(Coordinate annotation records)
----
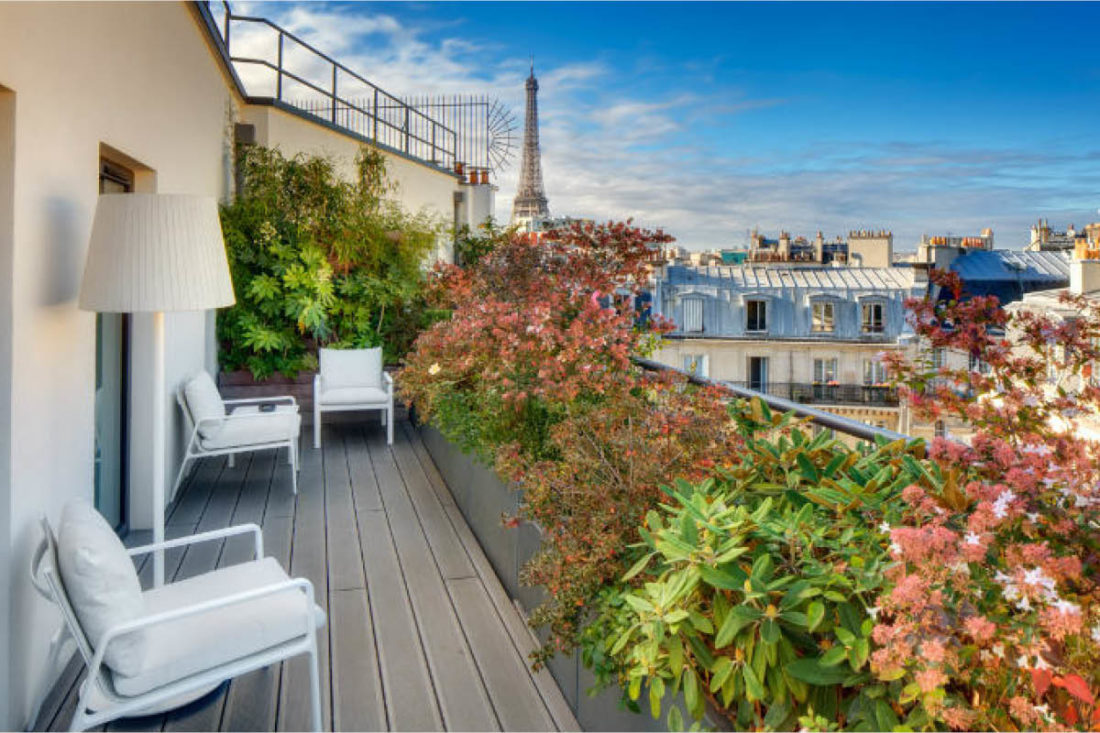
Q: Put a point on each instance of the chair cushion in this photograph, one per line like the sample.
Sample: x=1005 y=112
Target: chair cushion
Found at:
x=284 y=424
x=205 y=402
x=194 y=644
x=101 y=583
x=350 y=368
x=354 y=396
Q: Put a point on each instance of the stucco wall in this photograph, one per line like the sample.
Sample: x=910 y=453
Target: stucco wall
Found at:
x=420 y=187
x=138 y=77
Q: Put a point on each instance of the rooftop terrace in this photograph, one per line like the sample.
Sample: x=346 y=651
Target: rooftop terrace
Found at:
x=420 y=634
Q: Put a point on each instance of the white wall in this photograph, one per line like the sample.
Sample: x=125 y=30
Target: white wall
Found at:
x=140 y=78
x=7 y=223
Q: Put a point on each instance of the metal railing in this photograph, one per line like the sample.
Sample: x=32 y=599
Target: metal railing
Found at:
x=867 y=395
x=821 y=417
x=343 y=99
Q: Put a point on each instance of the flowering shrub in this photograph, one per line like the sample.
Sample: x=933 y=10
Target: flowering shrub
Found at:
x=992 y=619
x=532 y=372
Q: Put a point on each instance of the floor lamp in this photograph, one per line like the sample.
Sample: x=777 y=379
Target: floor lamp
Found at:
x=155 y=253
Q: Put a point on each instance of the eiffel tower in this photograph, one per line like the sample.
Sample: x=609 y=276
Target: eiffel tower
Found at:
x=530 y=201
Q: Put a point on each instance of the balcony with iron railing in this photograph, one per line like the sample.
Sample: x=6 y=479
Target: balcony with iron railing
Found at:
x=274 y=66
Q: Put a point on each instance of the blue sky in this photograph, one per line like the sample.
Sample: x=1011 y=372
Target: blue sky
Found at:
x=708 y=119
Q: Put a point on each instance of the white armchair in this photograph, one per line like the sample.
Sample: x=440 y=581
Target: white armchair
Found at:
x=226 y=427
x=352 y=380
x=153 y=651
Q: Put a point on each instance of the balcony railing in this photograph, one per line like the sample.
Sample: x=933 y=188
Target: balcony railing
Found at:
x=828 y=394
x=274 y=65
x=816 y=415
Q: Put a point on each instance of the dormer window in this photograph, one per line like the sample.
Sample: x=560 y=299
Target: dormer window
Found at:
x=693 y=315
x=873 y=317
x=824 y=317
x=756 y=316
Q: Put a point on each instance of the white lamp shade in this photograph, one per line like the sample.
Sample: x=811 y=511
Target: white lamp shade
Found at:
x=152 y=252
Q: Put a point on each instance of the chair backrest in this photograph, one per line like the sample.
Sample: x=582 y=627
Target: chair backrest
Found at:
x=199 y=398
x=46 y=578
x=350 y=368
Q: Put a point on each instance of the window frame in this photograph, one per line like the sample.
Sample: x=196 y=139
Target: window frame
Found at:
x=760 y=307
----
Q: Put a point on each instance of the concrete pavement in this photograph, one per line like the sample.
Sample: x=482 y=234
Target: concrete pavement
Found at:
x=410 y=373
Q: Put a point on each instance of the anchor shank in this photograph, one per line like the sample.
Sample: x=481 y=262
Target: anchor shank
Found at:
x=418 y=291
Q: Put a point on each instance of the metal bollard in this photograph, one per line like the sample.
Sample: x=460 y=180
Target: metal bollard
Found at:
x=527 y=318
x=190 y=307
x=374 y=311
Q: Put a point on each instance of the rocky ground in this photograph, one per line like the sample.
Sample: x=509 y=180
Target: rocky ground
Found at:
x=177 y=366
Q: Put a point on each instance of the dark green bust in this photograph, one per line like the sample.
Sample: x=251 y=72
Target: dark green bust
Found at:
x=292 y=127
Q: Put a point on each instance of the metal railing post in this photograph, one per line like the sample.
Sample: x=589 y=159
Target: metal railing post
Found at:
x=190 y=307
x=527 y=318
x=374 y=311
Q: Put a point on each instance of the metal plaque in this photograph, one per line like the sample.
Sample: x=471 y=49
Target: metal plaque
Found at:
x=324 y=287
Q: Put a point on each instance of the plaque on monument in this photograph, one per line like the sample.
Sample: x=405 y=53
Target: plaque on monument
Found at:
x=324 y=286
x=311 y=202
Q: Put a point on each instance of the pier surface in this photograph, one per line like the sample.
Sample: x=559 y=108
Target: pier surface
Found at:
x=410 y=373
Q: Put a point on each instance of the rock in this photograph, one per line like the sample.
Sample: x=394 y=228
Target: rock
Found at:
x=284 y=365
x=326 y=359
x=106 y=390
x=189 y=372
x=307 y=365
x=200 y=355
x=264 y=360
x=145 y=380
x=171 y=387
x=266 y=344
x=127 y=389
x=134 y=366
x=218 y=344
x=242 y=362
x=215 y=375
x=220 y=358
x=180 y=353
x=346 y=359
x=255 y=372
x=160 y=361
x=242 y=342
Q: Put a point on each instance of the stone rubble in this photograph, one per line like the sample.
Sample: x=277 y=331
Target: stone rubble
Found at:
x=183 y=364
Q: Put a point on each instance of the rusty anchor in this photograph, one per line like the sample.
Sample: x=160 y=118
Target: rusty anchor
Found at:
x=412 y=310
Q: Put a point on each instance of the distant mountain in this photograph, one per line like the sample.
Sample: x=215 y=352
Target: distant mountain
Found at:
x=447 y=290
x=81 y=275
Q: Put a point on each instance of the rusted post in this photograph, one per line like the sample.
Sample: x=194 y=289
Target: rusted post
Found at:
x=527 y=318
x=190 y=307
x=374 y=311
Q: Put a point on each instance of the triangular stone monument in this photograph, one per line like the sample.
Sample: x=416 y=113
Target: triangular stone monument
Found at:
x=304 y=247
----
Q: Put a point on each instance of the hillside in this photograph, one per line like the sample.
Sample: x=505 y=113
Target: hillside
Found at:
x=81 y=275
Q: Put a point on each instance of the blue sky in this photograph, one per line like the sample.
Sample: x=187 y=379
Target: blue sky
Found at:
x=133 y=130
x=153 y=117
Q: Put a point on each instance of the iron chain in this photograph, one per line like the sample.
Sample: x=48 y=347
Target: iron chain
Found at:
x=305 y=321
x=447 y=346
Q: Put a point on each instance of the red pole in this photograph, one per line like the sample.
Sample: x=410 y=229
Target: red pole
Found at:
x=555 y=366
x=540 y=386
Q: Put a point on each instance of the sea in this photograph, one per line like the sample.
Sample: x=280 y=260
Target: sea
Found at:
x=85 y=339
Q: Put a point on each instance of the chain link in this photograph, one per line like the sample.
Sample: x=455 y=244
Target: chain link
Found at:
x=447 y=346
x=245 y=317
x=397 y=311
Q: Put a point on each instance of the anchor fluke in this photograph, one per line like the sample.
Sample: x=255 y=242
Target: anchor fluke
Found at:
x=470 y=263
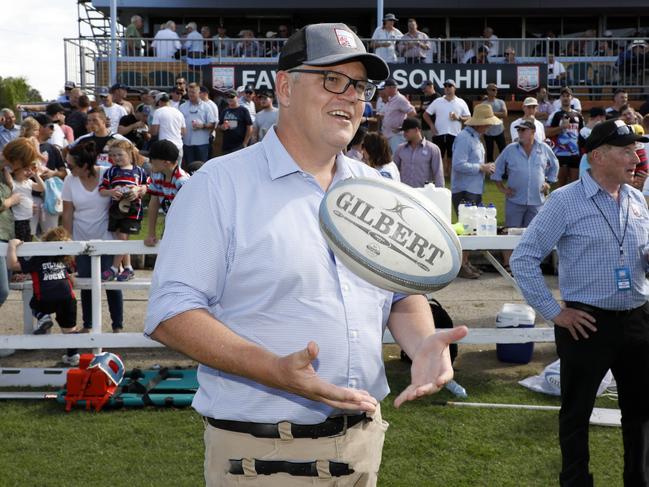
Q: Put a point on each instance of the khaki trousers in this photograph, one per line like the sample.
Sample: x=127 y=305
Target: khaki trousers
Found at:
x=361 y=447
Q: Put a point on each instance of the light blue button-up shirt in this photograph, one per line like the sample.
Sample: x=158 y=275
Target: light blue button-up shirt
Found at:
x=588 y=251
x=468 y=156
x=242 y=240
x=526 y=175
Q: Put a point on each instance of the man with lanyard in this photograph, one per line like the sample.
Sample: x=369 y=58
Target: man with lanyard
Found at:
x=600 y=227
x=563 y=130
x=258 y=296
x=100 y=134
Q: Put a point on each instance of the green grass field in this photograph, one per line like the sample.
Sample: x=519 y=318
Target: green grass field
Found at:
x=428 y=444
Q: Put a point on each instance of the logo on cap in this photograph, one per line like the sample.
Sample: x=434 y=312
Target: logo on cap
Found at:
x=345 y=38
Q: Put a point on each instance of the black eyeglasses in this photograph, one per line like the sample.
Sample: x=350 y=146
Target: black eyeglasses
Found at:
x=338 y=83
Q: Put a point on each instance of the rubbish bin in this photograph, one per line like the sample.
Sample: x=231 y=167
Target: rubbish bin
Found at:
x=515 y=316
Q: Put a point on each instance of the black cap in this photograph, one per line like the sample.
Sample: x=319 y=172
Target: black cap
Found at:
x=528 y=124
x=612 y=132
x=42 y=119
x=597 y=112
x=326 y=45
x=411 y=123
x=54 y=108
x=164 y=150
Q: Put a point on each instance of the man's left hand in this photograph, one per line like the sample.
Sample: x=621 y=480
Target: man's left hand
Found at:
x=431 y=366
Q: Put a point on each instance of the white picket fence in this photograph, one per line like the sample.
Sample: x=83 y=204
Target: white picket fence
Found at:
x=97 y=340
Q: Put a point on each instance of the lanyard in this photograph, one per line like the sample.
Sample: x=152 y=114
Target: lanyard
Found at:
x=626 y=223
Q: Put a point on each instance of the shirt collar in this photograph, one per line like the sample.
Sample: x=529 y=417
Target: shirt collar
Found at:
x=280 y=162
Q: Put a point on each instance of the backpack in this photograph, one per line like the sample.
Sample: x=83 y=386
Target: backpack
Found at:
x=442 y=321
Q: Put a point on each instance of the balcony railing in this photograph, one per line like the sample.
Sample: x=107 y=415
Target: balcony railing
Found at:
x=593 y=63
----
> _Problem description_
Copy out every line of the items, requests included, beginning at the line that has "Q: Put a point on each instance of the balcony with" and stopping after the line that has "x=816 y=415". Offset each answer coordinate by -109.

> _Final result_
Q: Put a point on each instance of the balcony with iron railing in this photograph, one per line like the sample.
Sample: x=6 y=479
Target: balcony with iron railing
Found at:
x=165 y=-43
Q: Put a point on each instance of the blue sky in this photograph, one per line like the sample.
Sample: x=1011 y=372
Target: blue sky
Found at:
x=599 y=10
Q: Put a point on each instance of the white armchair in this photograph, one per line like the sample.
Sample: x=440 y=581
Target: white armchair
Found at:
x=117 y=318
x=243 y=271
x=44 y=542
Q: Put a point on each instance of the balcony railing in this photograph, one per line like the sample.
Sample: x=933 y=188
Target: balcony railing
Found at:
x=719 y=285
x=165 y=-44
x=707 y=306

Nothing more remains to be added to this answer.